%%

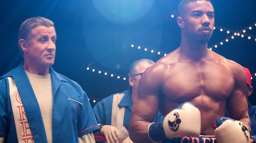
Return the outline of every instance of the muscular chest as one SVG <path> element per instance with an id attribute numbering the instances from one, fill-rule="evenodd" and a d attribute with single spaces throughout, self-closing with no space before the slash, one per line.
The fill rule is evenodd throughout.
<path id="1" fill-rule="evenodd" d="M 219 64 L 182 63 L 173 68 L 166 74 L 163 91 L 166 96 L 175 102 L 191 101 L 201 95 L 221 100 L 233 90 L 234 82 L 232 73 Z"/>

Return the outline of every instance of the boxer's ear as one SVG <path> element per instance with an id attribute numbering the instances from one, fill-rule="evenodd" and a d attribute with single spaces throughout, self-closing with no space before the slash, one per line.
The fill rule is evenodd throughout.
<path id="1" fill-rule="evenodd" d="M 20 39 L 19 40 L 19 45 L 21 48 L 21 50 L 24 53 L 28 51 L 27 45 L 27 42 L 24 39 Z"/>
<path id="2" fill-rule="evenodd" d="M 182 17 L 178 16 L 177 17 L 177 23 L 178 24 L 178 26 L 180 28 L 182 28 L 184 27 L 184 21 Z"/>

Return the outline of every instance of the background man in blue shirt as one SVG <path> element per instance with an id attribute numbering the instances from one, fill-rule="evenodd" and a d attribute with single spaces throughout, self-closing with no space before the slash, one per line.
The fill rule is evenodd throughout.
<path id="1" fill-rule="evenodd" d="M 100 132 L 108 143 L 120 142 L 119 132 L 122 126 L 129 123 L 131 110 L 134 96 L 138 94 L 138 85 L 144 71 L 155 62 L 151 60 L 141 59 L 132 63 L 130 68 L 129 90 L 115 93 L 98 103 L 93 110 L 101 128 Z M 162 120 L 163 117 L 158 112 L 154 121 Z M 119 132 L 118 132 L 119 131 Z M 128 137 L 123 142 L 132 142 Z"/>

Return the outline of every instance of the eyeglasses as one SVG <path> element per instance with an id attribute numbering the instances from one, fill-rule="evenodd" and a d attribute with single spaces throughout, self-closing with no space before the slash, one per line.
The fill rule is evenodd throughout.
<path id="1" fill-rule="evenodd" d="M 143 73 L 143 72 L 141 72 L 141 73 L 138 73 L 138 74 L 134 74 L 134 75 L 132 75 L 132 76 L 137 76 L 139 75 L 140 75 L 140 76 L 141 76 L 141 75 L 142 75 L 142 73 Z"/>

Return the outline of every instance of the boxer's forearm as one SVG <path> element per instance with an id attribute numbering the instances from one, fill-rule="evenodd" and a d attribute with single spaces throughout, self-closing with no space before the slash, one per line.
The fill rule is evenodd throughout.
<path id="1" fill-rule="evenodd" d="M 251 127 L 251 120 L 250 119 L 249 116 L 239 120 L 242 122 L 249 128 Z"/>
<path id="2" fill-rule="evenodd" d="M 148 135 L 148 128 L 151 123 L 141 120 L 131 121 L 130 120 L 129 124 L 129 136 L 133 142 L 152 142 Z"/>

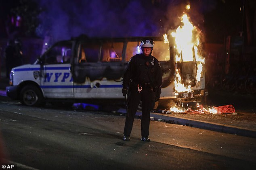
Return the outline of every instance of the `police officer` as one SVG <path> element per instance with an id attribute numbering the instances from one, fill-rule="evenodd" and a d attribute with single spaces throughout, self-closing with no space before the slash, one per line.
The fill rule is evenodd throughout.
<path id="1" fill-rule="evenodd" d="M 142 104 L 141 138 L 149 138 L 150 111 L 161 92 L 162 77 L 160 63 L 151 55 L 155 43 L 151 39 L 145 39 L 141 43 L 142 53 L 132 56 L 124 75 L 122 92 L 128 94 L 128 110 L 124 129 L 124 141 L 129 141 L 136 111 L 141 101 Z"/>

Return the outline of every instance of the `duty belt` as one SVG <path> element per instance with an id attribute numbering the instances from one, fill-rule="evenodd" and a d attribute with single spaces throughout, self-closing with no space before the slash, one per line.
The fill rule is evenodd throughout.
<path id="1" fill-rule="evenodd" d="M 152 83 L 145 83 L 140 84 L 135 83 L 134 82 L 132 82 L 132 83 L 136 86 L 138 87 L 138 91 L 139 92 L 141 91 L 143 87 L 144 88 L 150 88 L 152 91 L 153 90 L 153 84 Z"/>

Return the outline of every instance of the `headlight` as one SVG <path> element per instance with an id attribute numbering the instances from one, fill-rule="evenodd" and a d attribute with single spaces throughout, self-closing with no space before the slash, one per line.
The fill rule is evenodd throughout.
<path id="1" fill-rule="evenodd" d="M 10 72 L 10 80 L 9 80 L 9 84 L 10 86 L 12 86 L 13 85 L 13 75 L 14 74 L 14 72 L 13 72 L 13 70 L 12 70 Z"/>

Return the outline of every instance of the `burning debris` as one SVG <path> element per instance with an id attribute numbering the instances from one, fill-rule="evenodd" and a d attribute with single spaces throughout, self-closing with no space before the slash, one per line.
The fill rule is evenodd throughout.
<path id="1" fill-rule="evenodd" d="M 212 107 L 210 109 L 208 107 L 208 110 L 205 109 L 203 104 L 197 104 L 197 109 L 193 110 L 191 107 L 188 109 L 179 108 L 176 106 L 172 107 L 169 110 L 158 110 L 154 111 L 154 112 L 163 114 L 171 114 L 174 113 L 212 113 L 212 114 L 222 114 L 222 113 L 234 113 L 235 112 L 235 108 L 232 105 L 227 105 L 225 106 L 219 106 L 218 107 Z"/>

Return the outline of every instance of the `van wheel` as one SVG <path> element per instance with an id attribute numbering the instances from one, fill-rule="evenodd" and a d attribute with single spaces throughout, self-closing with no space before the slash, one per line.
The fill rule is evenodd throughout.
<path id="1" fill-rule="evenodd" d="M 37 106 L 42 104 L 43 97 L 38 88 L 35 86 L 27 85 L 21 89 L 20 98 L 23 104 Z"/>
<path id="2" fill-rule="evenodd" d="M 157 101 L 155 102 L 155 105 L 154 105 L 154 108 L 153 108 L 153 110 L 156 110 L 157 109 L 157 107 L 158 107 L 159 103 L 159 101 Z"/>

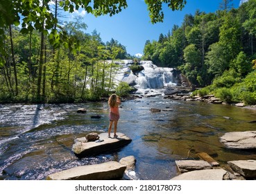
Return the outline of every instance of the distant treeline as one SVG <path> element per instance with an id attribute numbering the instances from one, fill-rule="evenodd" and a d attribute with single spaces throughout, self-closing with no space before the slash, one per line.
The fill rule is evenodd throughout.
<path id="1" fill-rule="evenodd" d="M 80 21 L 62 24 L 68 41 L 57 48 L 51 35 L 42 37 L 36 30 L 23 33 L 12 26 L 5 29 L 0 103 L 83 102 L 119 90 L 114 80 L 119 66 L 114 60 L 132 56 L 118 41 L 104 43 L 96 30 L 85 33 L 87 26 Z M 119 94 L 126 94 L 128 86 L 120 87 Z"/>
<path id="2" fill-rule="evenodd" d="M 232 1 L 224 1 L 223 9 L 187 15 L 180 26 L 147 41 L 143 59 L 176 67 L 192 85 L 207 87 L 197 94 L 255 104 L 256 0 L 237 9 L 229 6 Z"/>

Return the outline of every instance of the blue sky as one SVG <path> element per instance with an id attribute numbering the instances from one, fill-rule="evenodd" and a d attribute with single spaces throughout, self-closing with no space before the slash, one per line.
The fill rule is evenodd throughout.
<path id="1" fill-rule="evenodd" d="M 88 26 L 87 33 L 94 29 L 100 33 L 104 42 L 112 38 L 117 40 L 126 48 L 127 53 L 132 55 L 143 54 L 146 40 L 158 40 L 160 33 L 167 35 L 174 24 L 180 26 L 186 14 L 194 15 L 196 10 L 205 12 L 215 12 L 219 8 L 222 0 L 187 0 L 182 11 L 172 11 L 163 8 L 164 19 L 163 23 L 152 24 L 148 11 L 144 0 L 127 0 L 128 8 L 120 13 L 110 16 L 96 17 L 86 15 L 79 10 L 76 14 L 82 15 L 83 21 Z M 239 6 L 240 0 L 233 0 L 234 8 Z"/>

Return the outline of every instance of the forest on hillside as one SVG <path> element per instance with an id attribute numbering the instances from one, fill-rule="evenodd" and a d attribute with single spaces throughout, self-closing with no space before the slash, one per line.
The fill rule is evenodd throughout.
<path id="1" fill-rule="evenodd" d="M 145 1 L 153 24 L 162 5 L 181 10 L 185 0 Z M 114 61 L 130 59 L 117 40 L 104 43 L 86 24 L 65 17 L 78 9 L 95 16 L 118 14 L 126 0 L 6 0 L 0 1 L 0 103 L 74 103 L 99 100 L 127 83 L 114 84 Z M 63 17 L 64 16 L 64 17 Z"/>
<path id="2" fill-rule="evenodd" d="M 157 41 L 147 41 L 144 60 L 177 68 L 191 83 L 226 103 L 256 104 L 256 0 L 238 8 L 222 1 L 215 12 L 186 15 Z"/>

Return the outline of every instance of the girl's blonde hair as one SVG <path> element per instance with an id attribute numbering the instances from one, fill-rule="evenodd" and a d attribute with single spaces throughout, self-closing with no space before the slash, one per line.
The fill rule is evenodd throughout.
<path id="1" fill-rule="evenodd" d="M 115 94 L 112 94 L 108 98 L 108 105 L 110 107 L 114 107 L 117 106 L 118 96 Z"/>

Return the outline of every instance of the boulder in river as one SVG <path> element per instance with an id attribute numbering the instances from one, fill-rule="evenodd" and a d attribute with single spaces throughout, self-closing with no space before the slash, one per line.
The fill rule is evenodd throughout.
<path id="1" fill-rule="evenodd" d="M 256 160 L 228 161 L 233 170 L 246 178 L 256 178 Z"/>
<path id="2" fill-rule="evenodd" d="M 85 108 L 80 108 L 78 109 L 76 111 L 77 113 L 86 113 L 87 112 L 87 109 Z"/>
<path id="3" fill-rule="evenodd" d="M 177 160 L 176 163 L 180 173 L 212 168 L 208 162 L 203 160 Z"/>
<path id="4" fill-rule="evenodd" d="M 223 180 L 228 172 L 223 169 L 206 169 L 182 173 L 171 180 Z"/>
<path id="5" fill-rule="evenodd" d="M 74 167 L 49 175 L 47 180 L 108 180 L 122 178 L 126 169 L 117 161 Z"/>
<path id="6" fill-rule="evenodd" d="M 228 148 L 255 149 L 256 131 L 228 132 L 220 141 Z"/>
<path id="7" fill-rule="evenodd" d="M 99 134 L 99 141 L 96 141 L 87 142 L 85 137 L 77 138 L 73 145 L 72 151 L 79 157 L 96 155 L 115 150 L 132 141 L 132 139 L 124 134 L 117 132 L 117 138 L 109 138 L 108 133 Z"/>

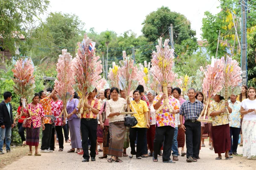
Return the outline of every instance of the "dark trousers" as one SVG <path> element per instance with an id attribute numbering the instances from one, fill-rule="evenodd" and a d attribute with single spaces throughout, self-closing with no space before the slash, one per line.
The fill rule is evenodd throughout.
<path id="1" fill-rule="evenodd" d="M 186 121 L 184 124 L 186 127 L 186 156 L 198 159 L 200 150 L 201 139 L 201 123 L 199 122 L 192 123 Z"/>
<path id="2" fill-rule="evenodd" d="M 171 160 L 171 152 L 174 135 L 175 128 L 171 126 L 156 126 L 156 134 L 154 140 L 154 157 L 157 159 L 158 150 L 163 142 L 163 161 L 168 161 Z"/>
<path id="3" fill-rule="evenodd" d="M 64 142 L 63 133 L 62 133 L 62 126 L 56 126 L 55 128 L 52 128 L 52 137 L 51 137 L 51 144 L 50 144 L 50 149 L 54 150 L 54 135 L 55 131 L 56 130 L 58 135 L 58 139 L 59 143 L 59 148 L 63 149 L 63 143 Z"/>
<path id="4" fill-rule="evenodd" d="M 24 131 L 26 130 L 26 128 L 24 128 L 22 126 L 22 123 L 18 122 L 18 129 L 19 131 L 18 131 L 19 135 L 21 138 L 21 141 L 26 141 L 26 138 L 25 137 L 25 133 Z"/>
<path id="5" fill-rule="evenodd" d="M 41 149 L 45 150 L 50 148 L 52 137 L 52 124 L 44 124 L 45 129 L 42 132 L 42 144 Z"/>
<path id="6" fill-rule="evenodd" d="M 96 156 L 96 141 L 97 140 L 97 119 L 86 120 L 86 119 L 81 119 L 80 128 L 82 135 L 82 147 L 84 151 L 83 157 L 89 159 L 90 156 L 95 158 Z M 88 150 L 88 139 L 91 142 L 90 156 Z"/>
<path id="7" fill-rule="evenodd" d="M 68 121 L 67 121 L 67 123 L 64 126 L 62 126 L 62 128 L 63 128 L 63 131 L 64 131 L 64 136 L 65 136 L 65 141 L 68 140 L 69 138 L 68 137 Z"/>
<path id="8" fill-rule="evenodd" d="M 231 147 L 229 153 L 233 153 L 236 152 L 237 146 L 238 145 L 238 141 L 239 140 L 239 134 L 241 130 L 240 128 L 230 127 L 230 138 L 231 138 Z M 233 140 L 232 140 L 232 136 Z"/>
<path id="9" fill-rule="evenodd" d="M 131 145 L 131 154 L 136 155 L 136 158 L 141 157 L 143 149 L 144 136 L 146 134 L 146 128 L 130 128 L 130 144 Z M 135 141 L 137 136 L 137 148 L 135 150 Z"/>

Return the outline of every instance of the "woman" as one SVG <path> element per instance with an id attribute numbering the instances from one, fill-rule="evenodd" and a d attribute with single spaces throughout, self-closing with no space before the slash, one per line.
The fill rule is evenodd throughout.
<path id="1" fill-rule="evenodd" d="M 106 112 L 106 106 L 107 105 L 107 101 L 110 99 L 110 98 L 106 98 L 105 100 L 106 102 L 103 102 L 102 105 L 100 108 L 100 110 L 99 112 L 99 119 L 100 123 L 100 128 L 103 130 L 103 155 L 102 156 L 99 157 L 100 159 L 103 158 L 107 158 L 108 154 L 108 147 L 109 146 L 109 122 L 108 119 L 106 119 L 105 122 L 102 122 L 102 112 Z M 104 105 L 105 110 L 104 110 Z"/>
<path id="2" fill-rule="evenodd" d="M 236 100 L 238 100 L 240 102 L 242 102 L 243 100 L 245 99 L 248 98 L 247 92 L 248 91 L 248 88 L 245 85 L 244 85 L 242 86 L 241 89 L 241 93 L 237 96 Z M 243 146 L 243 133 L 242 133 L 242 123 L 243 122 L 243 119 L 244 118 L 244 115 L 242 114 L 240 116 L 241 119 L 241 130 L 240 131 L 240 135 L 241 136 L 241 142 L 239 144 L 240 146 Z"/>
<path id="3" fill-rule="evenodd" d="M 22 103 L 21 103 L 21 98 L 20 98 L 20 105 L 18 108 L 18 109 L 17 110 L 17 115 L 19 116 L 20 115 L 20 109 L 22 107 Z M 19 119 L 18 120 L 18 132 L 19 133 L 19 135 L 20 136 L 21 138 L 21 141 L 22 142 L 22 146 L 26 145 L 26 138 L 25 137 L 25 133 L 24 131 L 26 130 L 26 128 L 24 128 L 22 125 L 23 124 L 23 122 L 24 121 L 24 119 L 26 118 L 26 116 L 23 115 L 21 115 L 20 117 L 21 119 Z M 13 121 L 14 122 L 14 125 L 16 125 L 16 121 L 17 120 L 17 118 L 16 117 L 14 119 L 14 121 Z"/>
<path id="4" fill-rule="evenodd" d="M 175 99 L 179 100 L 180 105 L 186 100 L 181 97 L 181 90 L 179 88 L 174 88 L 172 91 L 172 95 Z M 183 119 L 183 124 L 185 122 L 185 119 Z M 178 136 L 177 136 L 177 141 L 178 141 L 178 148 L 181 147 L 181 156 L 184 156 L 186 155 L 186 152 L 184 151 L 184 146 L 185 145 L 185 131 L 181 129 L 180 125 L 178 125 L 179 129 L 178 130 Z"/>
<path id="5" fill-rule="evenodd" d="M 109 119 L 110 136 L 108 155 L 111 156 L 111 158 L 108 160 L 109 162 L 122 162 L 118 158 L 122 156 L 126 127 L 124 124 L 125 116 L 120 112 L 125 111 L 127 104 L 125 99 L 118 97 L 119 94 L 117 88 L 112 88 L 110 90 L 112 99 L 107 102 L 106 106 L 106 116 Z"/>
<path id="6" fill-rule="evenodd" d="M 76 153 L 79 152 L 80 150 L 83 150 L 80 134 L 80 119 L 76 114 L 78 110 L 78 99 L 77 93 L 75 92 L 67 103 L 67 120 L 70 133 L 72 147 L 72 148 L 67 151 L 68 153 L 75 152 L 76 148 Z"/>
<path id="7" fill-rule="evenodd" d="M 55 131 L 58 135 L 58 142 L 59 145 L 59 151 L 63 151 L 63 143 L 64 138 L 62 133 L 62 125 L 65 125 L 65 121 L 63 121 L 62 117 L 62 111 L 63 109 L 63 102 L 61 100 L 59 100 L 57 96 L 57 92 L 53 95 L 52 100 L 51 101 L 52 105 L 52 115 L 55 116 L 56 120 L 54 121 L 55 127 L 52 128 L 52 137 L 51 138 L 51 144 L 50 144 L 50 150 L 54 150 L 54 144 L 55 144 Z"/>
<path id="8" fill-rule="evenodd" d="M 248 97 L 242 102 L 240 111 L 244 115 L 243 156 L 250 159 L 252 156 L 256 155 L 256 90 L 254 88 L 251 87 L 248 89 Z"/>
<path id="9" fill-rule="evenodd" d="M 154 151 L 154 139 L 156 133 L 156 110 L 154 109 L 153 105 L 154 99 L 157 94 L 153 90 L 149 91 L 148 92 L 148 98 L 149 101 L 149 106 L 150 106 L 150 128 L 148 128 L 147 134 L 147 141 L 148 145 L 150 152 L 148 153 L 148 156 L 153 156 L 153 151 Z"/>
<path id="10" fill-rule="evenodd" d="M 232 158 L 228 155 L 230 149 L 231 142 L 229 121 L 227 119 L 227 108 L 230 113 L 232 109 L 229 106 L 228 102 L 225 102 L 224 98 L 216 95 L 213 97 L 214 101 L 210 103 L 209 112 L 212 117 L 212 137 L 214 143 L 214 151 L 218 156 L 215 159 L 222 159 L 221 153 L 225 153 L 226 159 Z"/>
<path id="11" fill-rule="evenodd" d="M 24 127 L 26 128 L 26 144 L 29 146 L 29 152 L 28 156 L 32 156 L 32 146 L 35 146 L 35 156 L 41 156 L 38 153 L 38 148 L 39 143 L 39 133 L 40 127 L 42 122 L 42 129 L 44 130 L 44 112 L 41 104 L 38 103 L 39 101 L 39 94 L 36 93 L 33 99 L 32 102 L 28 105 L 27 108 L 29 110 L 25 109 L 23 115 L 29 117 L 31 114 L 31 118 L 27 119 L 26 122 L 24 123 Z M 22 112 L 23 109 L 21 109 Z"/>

%%

▸ **JOB**:
Report every line of the items above that contains the word "background", copying each such line in full.

▸ **OUTPUT BELOW**:
Return the outline of every instance of the background man in blue shirt as one SVG <path> element per instance with an id attribute numbering the instances from one, fill-rule="evenodd" and a d attribute with single spaces throughout, self-closing with no space before the slash, one per line.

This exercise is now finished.